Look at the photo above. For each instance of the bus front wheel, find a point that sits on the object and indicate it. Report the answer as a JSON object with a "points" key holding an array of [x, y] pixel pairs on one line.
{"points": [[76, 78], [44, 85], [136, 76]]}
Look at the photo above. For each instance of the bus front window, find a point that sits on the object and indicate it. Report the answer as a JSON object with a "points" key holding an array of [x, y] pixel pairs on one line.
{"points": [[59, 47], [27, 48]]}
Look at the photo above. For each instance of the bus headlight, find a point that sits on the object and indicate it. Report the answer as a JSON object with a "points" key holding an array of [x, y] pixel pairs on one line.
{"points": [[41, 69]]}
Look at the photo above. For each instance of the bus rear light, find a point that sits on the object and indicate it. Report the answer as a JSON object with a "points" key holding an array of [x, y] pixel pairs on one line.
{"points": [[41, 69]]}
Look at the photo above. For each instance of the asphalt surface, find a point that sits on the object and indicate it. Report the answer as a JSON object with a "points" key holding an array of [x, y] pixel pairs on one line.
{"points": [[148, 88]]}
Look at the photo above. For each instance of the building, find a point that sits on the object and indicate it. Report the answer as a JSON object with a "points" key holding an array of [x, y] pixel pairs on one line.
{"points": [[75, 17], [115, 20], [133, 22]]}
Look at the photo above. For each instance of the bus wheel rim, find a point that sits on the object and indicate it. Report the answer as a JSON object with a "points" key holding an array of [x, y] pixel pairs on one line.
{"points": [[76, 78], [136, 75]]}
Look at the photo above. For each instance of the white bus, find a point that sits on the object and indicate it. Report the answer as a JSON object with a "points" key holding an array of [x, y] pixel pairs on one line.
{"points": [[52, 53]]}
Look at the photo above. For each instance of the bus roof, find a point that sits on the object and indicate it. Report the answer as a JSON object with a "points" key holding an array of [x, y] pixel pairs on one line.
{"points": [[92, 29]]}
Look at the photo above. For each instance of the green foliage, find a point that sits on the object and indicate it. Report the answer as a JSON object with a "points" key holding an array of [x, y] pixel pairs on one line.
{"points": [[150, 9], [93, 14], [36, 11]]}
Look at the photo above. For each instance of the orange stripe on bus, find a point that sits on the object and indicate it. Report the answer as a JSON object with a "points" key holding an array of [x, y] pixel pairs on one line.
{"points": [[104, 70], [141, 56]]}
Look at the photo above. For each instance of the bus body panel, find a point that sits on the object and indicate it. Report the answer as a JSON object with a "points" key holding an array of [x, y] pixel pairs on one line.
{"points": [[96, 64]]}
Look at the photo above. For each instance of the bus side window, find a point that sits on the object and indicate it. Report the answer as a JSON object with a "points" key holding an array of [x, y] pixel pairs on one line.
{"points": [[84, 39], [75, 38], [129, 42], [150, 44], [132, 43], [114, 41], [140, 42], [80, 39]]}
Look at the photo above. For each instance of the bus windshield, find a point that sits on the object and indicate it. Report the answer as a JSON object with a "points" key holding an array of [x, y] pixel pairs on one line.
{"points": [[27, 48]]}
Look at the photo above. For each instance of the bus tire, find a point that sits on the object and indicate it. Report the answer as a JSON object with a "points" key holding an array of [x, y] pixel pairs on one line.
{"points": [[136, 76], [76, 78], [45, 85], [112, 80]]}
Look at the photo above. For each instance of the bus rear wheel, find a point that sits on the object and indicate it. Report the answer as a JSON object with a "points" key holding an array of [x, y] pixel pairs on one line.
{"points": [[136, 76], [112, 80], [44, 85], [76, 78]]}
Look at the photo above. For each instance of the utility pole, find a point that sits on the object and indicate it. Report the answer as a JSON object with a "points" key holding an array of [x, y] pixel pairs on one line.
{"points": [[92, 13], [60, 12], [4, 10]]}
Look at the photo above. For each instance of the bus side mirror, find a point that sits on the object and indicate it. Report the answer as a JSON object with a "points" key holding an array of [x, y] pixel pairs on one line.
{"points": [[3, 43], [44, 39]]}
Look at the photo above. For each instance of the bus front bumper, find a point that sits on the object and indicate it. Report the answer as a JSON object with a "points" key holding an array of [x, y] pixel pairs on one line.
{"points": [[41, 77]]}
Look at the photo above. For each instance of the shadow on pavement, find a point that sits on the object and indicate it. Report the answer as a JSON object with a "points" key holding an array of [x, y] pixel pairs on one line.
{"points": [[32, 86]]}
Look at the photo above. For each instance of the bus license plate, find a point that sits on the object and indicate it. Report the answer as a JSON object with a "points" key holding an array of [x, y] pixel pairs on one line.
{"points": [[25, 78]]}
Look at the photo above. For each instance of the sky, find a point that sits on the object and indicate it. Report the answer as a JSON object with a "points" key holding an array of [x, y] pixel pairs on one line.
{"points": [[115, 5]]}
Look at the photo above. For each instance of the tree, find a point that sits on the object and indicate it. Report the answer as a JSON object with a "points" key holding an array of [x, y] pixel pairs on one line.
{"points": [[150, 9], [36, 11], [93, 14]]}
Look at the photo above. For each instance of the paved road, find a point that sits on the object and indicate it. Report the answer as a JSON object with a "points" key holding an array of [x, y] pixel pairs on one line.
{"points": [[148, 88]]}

----

§ DIRECTIVE
Reproduce all of the records above, replacing "pixel pairs" with "pixel coordinates" wherever it appears and leaving everything else the same.

§ THE COMPLETED TASK
Look at the photo above. For each instance of the bus front wheel, find a point that sits on the object and indicate it. Report the answer as a JSON object with a "points" key holding an array of [x, y] pixel coordinates on one line.
{"points": [[76, 78], [44, 85], [136, 76]]}
Look at the photo above. For each instance of the bus front window, find a point that sits on the object and indicate it. Report the answer as a JSON object with a "points" key holding an array of [x, y] pixel coordinates on one line.
{"points": [[59, 47], [27, 48]]}
Look at the photo above. For each instance of the bus headlight, find a point that sits on the object and indicate it. Report the answer as a JSON object with a "points" key holding an array of [x, y] pixel coordinates on one line.
{"points": [[41, 69]]}
Look at the photo above. For each instance of the bus rear light, find a point that sits on the object and indicate it. Report the answer as a JSON object with a "points" key holding an array of [x, y] pixel coordinates on one line.
{"points": [[41, 69]]}
Look at the photo above. For each instance of the asphalt surface, find a point that sits on the object and indicate it. Report the answer as a JSON object with a "points" key holding an array of [x, y] pixel coordinates on one line.
{"points": [[148, 88]]}
Look at the photo above. For each instance of the building, find a point that sits on the object and indicate it. Report the answer as a JSON object with a "points" key holding an array of [x, y] pixel coordinates on one line.
{"points": [[75, 17], [115, 20], [133, 22]]}
Look at the photo above. For each instance of the bus wheel rim, find a point that sits on the object and indicate it. Report the answer as a JSON object with a "points" key holding an array of [x, y] pixel coordinates on one line.
{"points": [[76, 78], [136, 75]]}
Look at the photo above. For each instance of the white bus, find a point that sits on the object and indicate it. Report the answer as a JSON object with a "points" key holding an array of [x, y] pixel coordinates on one line.
{"points": [[52, 53]]}
Look at the photo above. For each instance of the bus roof, find a point that sits on the object and indicate it. Report the answer as a JSON object with a "points" key holding an array of [x, y] pixel coordinates on one line.
{"points": [[92, 29]]}
Look at the photo above. For each instance of the green foliage, find a point that sits on the object and indicate it. Report the answer as a JSON object with a "points" key holding an array of [x, y] pixel coordinates on one line.
{"points": [[150, 9], [93, 14], [36, 11]]}
Look at the photo above. For each instance of the orange stripe on bus, find a point that sits on the object and indicate it. Report the answer as a JSON object with a "points" key holding an array of [x, y] pixel coordinates on one line.
{"points": [[104, 70], [141, 56]]}
Look at the photo above. For each instance of the bus body panel, find a point that sits on the object and indicate it. Report the answer as a JSON object with a "points" key holding an array of [x, y] pixel coordinates on one line.
{"points": [[96, 64]]}
Look at the photo above. For each instance of the bus side window, find a point that sits on the object and indicate it. Report the answer as a JSON object with a "points" key holding an array of [x, y] pixel coordinates on one line.
{"points": [[84, 39], [75, 38], [129, 42], [150, 44], [132, 43], [114, 41], [140, 42], [80, 39]]}
Look at the photo above. For each instance of the bus windshield, find a point that sits on the object and indicate it. Report the answer as a JSON object with a "points" key holding an array of [x, y] pixel coordinates on one line.
{"points": [[27, 48]]}
Look at the photo above. For each instance of the bus tire, find a point that sits on the object and indicate it. Report the answer as a JSON object with a "points" key holding an array of [x, y] pixel coordinates on one line.
{"points": [[136, 76], [76, 78], [45, 85], [112, 80]]}
Look at the photo above. For each instance of the bus rear wheel, find a point that sits on the object and indicate it. Report the answer as a JSON object with a "points" key holding an array of [x, y] pixel coordinates on one line.
{"points": [[136, 76], [112, 80], [44, 85], [76, 78]]}
Look at the photo above. For each instance of the utility pole, find a point that sits on the object and indicate it. Report the answer as a JSON object with a "points" key holding an array of [x, y] pixel coordinates on one line.
{"points": [[92, 13], [60, 12], [4, 10]]}
Look at the photo above. For each instance of the bus side mirror, find a point that sits on the object and indicate it. Report the answer as a JSON object with a "points" key holding an array of [x, y] pixel coordinates on one line.
{"points": [[3, 43], [44, 39]]}
Look at the photo above. For each instance of the bus front bumper, find a point that sits on the object and indicate it. Report the answer as a JSON object with a "points" key holding an array of [x, y] pixel coordinates on one line.
{"points": [[41, 77]]}
Look at the photo above. For each instance of the shadow on pavement, find a point that sits on the object and indicate it. Report the answer as a JSON object with a "points" key holding an array of [x, y] pixel coordinates on one line.
{"points": [[32, 86]]}
Look at the photo above. For each instance of the bus license plate, find a point that sits on the object and indicate it. Report the answer as a JSON object with a "points" key holding an array of [x, y] pixel coordinates on one line.
{"points": [[25, 78]]}
Look at the photo above. For each instance of the sky, find a point that sits on the object and indicate it. Report the answer as a JSON object with a "points" key holding an array of [x, y] pixel coordinates on one line.
{"points": [[115, 5]]}
Look at the photo above. For each instance of the tree, find a point that sits on the object and indicate it. Report the answer as a JSON object with a "points" key holding an array of [x, y] pixel coordinates on one line.
{"points": [[150, 9], [36, 11], [93, 14]]}
Look at the photo above. For each instance of the paved road, find a point that sits on the object and indicate it. Report the answer as a JSON object with a "points" key holding an array of [x, y] pixel coordinates on one line.
{"points": [[148, 88]]}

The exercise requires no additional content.